• YOUR TASK
What you give back must match the data character for character.

Segment Start: MATERIAL SUPPLIED

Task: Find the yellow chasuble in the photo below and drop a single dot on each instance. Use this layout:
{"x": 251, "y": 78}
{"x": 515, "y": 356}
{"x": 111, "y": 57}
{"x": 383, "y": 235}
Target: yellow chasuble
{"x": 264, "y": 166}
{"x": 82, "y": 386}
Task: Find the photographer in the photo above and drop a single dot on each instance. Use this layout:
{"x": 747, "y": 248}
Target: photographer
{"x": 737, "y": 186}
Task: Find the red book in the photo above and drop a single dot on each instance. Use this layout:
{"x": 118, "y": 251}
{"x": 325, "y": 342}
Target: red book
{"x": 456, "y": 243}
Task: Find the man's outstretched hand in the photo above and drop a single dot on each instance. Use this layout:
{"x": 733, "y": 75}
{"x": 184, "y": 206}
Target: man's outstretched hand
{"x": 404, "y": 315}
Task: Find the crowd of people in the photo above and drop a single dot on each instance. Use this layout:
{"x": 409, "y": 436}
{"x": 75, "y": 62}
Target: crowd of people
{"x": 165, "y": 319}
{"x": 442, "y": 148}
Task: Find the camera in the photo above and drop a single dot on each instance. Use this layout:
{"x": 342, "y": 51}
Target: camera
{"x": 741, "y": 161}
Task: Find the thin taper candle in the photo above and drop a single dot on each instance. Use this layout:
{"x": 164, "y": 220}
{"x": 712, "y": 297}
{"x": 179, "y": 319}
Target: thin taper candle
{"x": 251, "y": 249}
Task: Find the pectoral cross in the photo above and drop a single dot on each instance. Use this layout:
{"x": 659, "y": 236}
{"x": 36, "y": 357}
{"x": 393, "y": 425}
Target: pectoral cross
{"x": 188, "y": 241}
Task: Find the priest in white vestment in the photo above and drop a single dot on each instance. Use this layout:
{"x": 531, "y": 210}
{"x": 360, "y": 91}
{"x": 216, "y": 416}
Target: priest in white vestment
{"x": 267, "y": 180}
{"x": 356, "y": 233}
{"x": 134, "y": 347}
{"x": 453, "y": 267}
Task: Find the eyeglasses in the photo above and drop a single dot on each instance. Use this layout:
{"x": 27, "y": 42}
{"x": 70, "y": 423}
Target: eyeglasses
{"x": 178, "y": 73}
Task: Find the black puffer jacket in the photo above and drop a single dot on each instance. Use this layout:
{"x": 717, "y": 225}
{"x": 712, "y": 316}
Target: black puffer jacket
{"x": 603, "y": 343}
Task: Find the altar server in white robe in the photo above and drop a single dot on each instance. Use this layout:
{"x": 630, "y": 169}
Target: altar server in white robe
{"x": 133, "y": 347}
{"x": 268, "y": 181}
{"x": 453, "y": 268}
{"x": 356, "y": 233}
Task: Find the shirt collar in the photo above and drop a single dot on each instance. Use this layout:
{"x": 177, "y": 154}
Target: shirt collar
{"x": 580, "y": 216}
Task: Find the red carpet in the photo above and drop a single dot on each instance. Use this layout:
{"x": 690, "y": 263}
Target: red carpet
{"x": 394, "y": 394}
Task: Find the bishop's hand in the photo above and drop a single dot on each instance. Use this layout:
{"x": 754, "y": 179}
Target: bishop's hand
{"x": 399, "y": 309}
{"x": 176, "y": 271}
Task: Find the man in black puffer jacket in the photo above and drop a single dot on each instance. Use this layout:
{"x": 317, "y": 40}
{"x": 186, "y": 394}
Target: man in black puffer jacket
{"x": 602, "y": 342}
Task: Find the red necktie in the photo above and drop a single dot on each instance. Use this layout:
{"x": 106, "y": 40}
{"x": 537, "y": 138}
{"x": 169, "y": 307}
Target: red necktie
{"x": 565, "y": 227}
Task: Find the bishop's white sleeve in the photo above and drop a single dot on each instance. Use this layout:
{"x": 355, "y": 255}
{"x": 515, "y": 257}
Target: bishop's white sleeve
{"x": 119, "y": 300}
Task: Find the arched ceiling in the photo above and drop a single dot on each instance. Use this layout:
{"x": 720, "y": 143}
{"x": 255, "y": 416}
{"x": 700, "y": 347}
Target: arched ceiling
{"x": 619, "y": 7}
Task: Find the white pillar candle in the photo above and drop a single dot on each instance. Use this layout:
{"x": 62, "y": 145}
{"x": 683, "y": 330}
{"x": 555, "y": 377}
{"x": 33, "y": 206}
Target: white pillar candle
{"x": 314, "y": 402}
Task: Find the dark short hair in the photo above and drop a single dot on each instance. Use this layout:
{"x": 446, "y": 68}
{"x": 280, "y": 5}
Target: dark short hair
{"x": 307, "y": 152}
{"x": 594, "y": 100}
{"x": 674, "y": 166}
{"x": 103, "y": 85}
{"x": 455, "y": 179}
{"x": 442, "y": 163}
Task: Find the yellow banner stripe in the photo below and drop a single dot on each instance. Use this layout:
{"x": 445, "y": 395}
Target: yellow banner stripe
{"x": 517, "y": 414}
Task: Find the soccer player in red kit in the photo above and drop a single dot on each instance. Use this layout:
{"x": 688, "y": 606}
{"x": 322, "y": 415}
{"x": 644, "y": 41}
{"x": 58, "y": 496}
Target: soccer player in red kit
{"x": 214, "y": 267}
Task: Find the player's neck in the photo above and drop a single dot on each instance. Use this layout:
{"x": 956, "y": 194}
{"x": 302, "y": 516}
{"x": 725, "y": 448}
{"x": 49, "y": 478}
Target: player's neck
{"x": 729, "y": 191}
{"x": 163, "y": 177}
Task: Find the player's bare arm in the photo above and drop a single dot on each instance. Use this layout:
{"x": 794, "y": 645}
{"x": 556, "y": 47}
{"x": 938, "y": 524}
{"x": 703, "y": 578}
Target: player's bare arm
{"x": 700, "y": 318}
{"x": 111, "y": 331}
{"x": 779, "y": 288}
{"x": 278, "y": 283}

Segment End: MATERIAL SUPPLIED

• COMPLETED EXERCISE
Task: Find the yellow chasuble in the photo below and drop a single dot on each instance. Use this layout:
{"x": 251, "y": 78}
{"x": 515, "y": 356}
{"x": 111, "y": 57}
{"x": 383, "y": 235}
Target: yellow chasuble
{"x": 264, "y": 166}
{"x": 82, "y": 386}
Task: Find the photographer in the photo above and drop a single dot on each instance. Use this layout:
{"x": 747, "y": 248}
Target: photographer
{"x": 737, "y": 186}
Task: Find the red book in the photo above and drop a single dot on each instance. Use this layout:
{"x": 118, "y": 251}
{"x": 325, "y": 342}
Target: red book
{"x": 456, "y": 243}
Task: Find the man's outstretched hand in the photo above and drop a single dot on each instance. Use this layout:
{"x": 733, "y": 75}
{"x": 184, "y": 206}
Target: man's outstretched hand
{"x": 404, "y": 315}
Task: Find the crowd of people in the photo above and drop a single dot on each instance. Use this layout:
{"x": 409, "y": 436}
{"x": 75, "y": 62}
Target: crowd of people
{"x": 165, "y": 319}
{"x": 442, "y": 148}
Task: Find the camera in the photo above and drop a single dot on each instance. Use this layout:
{"x": 342, "y": 51}
Target: camera
{"x": 741, "y": 161}
Task: Find the thin taper candle in the photo above and drop a single dot on each instance. Use this layout:
{"x": 164, "y": 220}
{"x": 712, "y": 297}
{"x": 179, "y": 319}
Target: thin taper candle
{"x": 251, "y": 249}
Task: Find the pectoral cross in the photo above and drop a single dot on each instance. Use this layout:
{"x": 659, "y": 236}
{"x": 36, "y": 357}
{"x": 393, "y": 425}
Target: pectoral cross
{"x": 188, "y": 241}
Task: Find the priest in white vestment in the photo above and drop a single dot on each instance. Use this layout:
{"x": 531, "y": 210}
{"x": 360, "y": 91}
{"x": 216, "y": 416}
Target: priest in white vestment
{"x": 267, "y": 180}
{"x": 356, "y": 233}
{"x": 134, "y": 347}
{"x": 453, "y": 267}
Task: Find the eyeglasses in the photo above and drop a single dot on each instance. Use this layout:
{"x": 27, "y": 42}
{"x": 70, "y": 423}
Target: eyeglasses
{"x": 178, "y": 73}
Task: Find the black puffer jacket in the photo above and drop a single dot on each instance. Use this layout:
{"x": 717, "y": 225}
{"x": 712, "y": 316}
Target: black puffer jacket
{"x": 603, "y": 343}
Task: Find the altar server in white robe in the photo above and drop a single dot on each instance. Use this layout:
{"x": 630, "y": 169}
Target: altar server in white robe
{"x": 133, "y": 347}
{"x": 268, "y": 181}
{"x": 453, "y": 268}
{"x": 356, "y": 233}
Task: Find the shirt collar in the photo above and drop a single dot on each instance. Use this layout:
{"x": 177, "y": 154}
Target: shirt collar
{"x": 580, "y": 216}
Task: Find the red carpet in the photo above and drop a single dot on each instance. Use this layout:
{"x": 690, "y": 263}
Target: red carpet
{"x": 394, "y": 394}
Task: Find the bishop's hand in the photo above and drop a single dot on each instance. Use this layout:
{"x": 754, "y": 179}
Target: bishop's hand
{"x": 399, "y": 309}
{"x": 176, "y": 271}
Task: Find the man in black puffer jacket in the photo above and drop a single dot on each instance. Use this layout:
{"x": 317, "y": 40}
{"x": 186, "y": 394}
Target: man in black puffer jacket
{"x": 602, "y": 342}
Task: Find the red necktie in the photo above and drop a single dot on each instance. Use this layout:
{"x": 106, "y": 40}
{"x": 537, "y": 138}
{"x": 169, "y": 307}
Target: red necktie
{"x": 565, "y": 227}
Task: Find the bishop's white sleeve in the photo above and drop a single dot on each instance. Use this layout:
{"x": 355, "y": 255}
{"x": 515, "y": 257}
Target: bishop's white sleeve
{"x": 119, "y": 300}
Task: Find the arched ceiling in the photo above and drop a single dot on each instance. Use this layout:
{"x": 720, "y": 143}
{"x": 255, "y": 416}
{"x": 700, "y": 347}
Target: arched ceiling
{"x": 619, "y": 7}
Task: Find the white pillar candle in the photo above and drop a single dot on each instance. Use this layout:
{"x": 62, "y": 145}
{"x": 683, "y": 330}
{"x": 555, "y": 377}
{"x": 33, "y": 206}
Target: white pillar candle
{"x": 314, "y": 402}
Task: Find the dark short hair in the photo above and drop a single dot on each instance. Use this layout:
{"x": 446, "y": 68}
{"x": 280, "y": 5}
Target: dark short hair
{"x": 307, "y": 152}
{"x": 594, "y": 100}
{"x": 674, "y": 166}
{"x": 103, "y": 85}
{"x": 455, "y": 179}
{"x": 442, "y": 163}
Task: Find the yellow banner stripe in the photo below and drop a single dot on each instance. Use this layout:
{"x": 445, "y": 395}
Target: yellow banner stripe
{"x": 517, "y": 414}
Task: Find the soccer player in red kit in the photo above and drop a single dot on each instance. Use this layout:
{"x": 688, "y": 606}
{"x": 322, "y": 415}
{"x": 644, "y": 41}
{"x": 58, "y": 496}
Target: soccer player in red kit
{"x": 214, "y": 267}
Task: Find the player's neck in the photo above and drop a single dot on each instance. Use this layout:
{"x": 956, "y": 194}
{"x": 302, "y": 516}
{"x": 725, "y": 448}
{"x": 49, "y": 478}
Target: player's neck
{"x": 729, "y": 191}
{"x": 163, "y": 177}
Task: Find the player's bare arm in the photo above and drop a single dot on each instance. Use this layout:
{"x": 794, "y": 645}
{"x": 556, "y": 47}
{"x": 938, "y": 524}
{"x": 703, "y": 578}
Target: player's bare arm
{"x": 700, "y": 318}
{"x": 111, "y": 331}
{"x": 779, "y": 288}
{"x": 278, "y": 283}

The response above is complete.